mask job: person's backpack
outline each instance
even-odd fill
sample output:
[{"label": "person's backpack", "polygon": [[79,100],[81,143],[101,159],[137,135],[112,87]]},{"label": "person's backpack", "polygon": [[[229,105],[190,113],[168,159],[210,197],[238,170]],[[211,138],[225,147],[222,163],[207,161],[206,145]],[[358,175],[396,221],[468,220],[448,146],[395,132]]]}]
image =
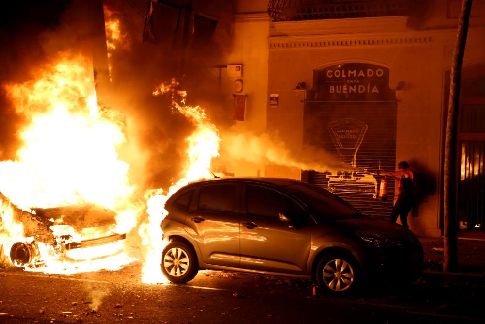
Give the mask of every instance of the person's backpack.
[{"label": "person's backpack", "polygon": [[412,194],[419,201],[422,200],[428,193],[428,183],[426,177],[422,174],[413,170]]}]

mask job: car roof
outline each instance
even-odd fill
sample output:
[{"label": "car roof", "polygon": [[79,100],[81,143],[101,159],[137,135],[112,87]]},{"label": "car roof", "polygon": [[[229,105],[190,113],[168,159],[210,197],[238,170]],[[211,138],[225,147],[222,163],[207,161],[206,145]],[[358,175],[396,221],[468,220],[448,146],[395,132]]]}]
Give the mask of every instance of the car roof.
[{"label": "car roof", "polygon": [[230,177],[227,178],[218,178],[208,180],[202,180],[200,181],[193,182],[194,183],[201,183],[204,182],[212,183],[214,182],[225,182],[225,181],[236,181],[236,182],[254,182],[259,183],[267,183],[277,186],[287,186],[290,184],[295,184],[301,183],[299,180],[294,179],[288,179],[283,178],[275,178],[271,177]]}]

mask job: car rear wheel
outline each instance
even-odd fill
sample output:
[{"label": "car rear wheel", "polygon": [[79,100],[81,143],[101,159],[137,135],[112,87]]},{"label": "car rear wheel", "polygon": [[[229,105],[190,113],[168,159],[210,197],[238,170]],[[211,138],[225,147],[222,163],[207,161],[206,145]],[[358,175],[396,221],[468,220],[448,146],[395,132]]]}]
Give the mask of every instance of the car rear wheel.
[{"label": "car rear wheel", "polygon": [[317,267],[317,280],[320,287],[336,295],[354,291],[360,279],[358,267],[354,258],[345,254],[324,257]]},{"label": "car rear wheel", "polygon": [[162,271],[167,279],[175,283],[187,282],[194,279],[199,271],[197,256],[189,244],[172,241],[162,253]]}]

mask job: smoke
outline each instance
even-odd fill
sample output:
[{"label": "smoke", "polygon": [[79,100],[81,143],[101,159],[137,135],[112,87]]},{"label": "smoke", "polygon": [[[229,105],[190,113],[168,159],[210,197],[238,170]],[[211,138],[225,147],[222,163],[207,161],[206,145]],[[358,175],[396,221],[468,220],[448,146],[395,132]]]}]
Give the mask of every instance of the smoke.
[{"label": "smoke", "polygon": [[91,310],[97,311],[103,304],[103,300],[109,294],[109,289],[94,288],[90,290],[87,300],[85,303],[88,305]]},{"label": "smoke", "polygon": [[292,166],[320,172],[351,168],[321,148],[306,146],[301,151],[292,151],[277,132],[259,135],[230,132],[223,133],[222,137],[223,159]]}]

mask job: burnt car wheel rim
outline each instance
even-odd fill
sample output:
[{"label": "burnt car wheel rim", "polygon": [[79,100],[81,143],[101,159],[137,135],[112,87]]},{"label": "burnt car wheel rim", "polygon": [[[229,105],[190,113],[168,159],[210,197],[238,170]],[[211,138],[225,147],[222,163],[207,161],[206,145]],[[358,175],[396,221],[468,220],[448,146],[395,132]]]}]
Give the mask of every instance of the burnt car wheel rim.
[{"label": "burnt car wheel rim", "polygon": [[173,247],[165,255],[163,266],[167,272],[174,277],[184,275],[189,269],[190,260],[187,253],[179,247]]},{"label": "burnt car wheel rim", "polygon": [[323,274],[325,284],[336,292],[348,289],[354,282],[354,269],[341,259],[332,260],[325,264]]}]

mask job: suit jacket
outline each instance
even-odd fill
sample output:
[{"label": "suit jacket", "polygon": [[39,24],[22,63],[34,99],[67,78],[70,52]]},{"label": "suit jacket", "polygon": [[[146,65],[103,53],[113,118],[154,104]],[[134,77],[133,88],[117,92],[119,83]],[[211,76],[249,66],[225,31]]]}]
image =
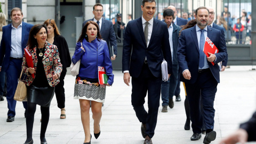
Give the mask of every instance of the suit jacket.
[{"label": "suit jacket", "polygon": [[179,26],[175,25],[173,22],[172,22],[172,26],[173,27],[173,30],[172,31],[172,44],[173,45],[172,65],[178,65],[177,50],[178,44],[179,43],[179,34],[181,29]]},{"label": "suit jacket", "polygon": [[[219,49],[216,53],[216,63],[224,60],[227,55],[227,49],[225,41],[222,38],[221,32],[209,26],[207,27],[207,37],[212,41]],[[188,69],[191,74],[190,80],[186,79],[182,74],[180,76],[180,81],[190,84],[194,83],[197,79],[199,66],[199,46],[196,35],[196,26],[185,29],[181,31],[179,39],[178,47],[178,59],[181,71]],[[215,63],[214,66],[207,61],[209,68],[218,83],[220,83],[220,73],[219,66]]]},{"label": "suit jacket", "polygon": [[[53,75],[56,73],[60,77],[60,73],[62,70],[62,65],[60,63],[60,59],[59,56],[59,52],[58,51],[57,46],[49,43],[45,42],[45,51],[44,57],[42,60],[43,65],[44,66],[45,75],[48,81],[48,83],[50,86],[53,87],[56,86],[59,82],[59,79],[53,79]],[[36,67],[37,66],[37,55],[36,55],[36,46],[30,49],[28,46],[26,47],[28,52],[32,55],[32,60],[33,61],[34,67],[35,68],[35,77],[36,76]],[[27,76],[25,79],[25,84],[29,86],[35,79],[31,76],[30,73],[28,72],[28,67],[27,67],[27,60],[25,54],[23,55],[22,68],[23,68],[23,73]]]},{"label": "suit jacket", "polygon": [[162,76],[161,63],[164,58],[168,63],[169,74],[172,74],[169,37],[166,24],[154,18],[150,41],[147,47],[141,17],[129,21],[124,36],[123,71],[129,70],[132,77],[139,77],[147,56],[148,67],[155,77]]},{"label": "suit jacket", "polygon": [[240,128],[244,129],[248,133],[248,141],[256,141],[256,112],[248,122],[241,124]]},{"label": "suit jacket", "polygon": [[[24,48],[26,47],[28,42],[28,36],[33,25],[22,22],[21,49],[22,54],[24,54]],[[5,71],[8,68],[11,55],[12,23],[3,27],[3,36],[1,45],[0,46],[0,66],[2,66],[1,70]]]},{"label": "suit jacket", "polygon": [[[89,21],[93,21],[93,19],[86,20],[83,22],[83,27]],[[114,54],[117,56],[117,44],[116,44],[116,38],[115,31],[114,31],[113,24],[112,22],[102,18],[101,28],[100,28],[100,34],[103,40],[107,42],[108,50],[110,52],[109,46],[113,46]],[[109,45],[110,43],[110,45]]]},{"label": "suit jacket", "polygon": [[188,21],[187,20],[184,19],[183,18],[179,18],[178,17],[177,17],[177,21],[176,24],[180,27],[181,26],[187,25],[187,23],[188,22]]},{"label": "suit jacket", "polygon": [[[224,33],[224,28],[219,26],[218,25],[213,23],[212,25],[212,28],[215,28],[217,29],[218,29],[221,31],[221,36],[222,36],[222,38],[224,39],[224,41],[225,41],[225,33]],[[225,47],[227,47],[227,46],[226,45],[226,43],[225,43]],[[224,66],[225,67],[227,67],[227,64],[228,63],[228,53],[227,53],[227,56],[226,57],[225,59],[222,61],[222,66]]]},{"label": "suit jacket", "polygon": [[57,46],[63,69],[69,67],[71,65],[71,57],[67,41],[61,35],[55,35],[54,41],[53,44]]}]

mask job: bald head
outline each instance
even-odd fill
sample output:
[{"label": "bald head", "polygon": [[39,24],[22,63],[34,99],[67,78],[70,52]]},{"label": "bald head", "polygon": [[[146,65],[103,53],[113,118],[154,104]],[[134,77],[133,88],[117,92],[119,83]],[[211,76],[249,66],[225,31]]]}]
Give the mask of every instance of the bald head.
[{"label": "bald head", "polygon": [[176,15],[177,14],[177,11],[176,11],[176,8],[175,7],[175,6],[174,6],[173,5],[170,5],[169,6],[167,7],[167,9],[171,9],[173,11],[173,12],[174,12],[174,17],[173,17],[173,19],[175,19],[176,18]]},{"label": "bald head", "polygon": [[208,25],[210,25],[214,20],[214,10],[211,6],[207,6],[206,8],[209,10],[209,22],[208,23]]}]

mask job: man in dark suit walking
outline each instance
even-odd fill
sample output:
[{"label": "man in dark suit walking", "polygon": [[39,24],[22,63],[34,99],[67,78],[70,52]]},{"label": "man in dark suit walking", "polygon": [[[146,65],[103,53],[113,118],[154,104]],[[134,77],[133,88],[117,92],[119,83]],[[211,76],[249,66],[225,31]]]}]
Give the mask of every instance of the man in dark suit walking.
[{"label": "man in dark suit walking", "polygon": [[[179,39],[178,59],[182,71],[180,80],[185,83],[185,92],[189,103],[193,135],[191,140],[198,140],[202,137],[202,118],[201,116],[200,95],[203,101],[203,117],[206,129],[204,143],[215,140],[213,131],[215,110],[213,108],[217,85],[220,82],[218,63],[227,55],[225,40],[221,32],[207,26],[209,10],[199,7],[196,10],[197,25],[181,31]],[[219,50],[218,53],[208,53],[206,58],[203,52],[205,39],[208,37]],[[213,62],[214,65],[212,64]]]},{"label": "man in dark suit walking", "polygon": [[[6,122],[12,122],[15,115],[16,101],[13,100],[21,72],[21,65],[28,36],[33,25],[22,22],[23,13],[18,7],[11,11],[12,23],[3,27],[3,36],[0,46],[0,71],[5,71],[7,78],[6,100],[8,113]],[[27,102],[22,102],[27,109]],[[26,110],[25,110],[25,117]]]},{"label": "man in dark suit walking", "polygon": [[[213,28],[215,28],[217,29],[218,29],[221,31],[221,36],[222,36],[222,38],[225,40],[225,33],[224,32],[224,28],[221,27],[220,26],[219,26],[217,24],[213,22],[213,21],[214,20],[214,15],[215,15],[215,12],[214,10],[212,7],[208,6],[207,7],[207,9],[209,10],[209,23],[208,23],[208,26],[210,27],[212,27]],[[225,40],[226,42],[226,40]],[[226,46],[226,43],[225,43],[225,47],[227,47]],[[225,58],[225,59],[222,61],[221,62],[222,66],[221,66],[221,71],[223,71],[225,70],[225,68],[227,67],[227,64],[228,63],[228,53],[227,53],[227,56]]]},{"label": "man in dark suit walking", "polygon": [[172,53],[172,75],[167,81],[162,82],[161,98],[163,103],[162,112],[167,112],[167,106],[173,108],[173,97],[178,84],[179,65],[177,58],[178,43],[180,27],[173,22],[174,11],[171,9],[166,9],[163,12],[164,22],[167,24],[169,33],[169,43]]},{"label": "man in dark suit walking", "polygon": [[[144,143],[152,143],[157,120],[162,82],[161,63],[168,63],[172,73],[172,55],[167,26],[153,18],[154,0],[143,0],[142,16],[129,21],[124,37],[123,71],[124,82],[129,85],[132,76],[132,105],[141,124]],[[148,93],[148,113],[143,106]]]},{"label": "man in dark suit walking", "polygon": [[[177,11],[176,11],[176,7],[173,5],[170,5],[167,7],[167,9],[171,9],[173,10],[174,12],[174,17],[173,17],[173,22],[174,23],[175,25],[178,25],[180,27],[182,27],[182,26],[187,25],[188,23],[188,20],[184,19],[183,18],[179,18],[178,17],[177,15]],[[179,76],[178,77],[178,84],[176,86],[176,89],[175,90],[174,92],[174,95],[176,97],[175,99],[175,101],[181,101],[181,98],[180,98],[180,71],[179,70]],[[171,102],[173,103],[173,101],[172,101],[172,99],[171,99]],[[186,106],[185,106],[186,107]]]},{"label": "man in dark suit walking", "polygon": [[92,13],[94,17],[92,19],[87,20],[83,22],[83,27],[89,21],[94,21],[97,23],[100,28],[100,34],[103,40],[107,42],[108,44],[109,54],[110,53],[110,46],[113,46],[114,56],[110,58],[111,60],[116,59],[117,56],[117,45],[116,44],[116,38],[114,31],[113,24],[112,22],[102,18],[103,6],[102,4],[97,3],[93,6]]}]

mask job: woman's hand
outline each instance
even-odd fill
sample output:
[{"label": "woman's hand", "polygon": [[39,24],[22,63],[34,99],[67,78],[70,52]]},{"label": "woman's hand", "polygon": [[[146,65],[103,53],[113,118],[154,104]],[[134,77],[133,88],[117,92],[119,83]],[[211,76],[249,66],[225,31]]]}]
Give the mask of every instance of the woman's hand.
[{"label": "woman's hand", "polygon": [[59,76],[57,75],[57,74],[55,74],[53,76],[53,79],[57,79],[59,78]]},{"label": "woman's hand", "polygon": [[35,73],[35,68],[31,68],[31,67],[29,67],[28,68],[28,72],[30,74],[34,74]]}]

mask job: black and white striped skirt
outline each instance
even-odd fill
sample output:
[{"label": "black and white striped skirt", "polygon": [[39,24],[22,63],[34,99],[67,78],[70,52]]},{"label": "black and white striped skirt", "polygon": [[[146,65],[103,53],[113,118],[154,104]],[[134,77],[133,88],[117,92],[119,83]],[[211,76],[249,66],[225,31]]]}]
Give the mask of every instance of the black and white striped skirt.
[{"label": "black and white striped skirt", "polygon": [[76,79],[74,99],[85,99],[103,103],[106,96],[106,86],[99,83],[91,83],[78,77]]}]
+ + + + +
- **WORK REQUIRED**:
Reproduce verbatim the part of the records that opens with the line containing "mask job: burnt car wheel rim" and closes with the line containing "Give the mask of every instance of the burnt", including both of those lines.

- **TASK RESULT**:
mask job: burnt car wheel rim
outline each instance
even-odd fill
sample output:
[{"label": "burnt car wheel rim", "polygon": [[79,100],[81,143],[101,159],[137,135],[112,87]]},{"label": "burnt car wheel rim", "polygon": [[[229,105],[190,113],[168,159],[210,197],[238,170]],[[211,138],[225,147],[222,163],[207,161],[206,145]],[[358,175],[396,221],[468,220],[448,146],[395,132]]]}]
Give the mask of every instance of the burnt car wheel rim.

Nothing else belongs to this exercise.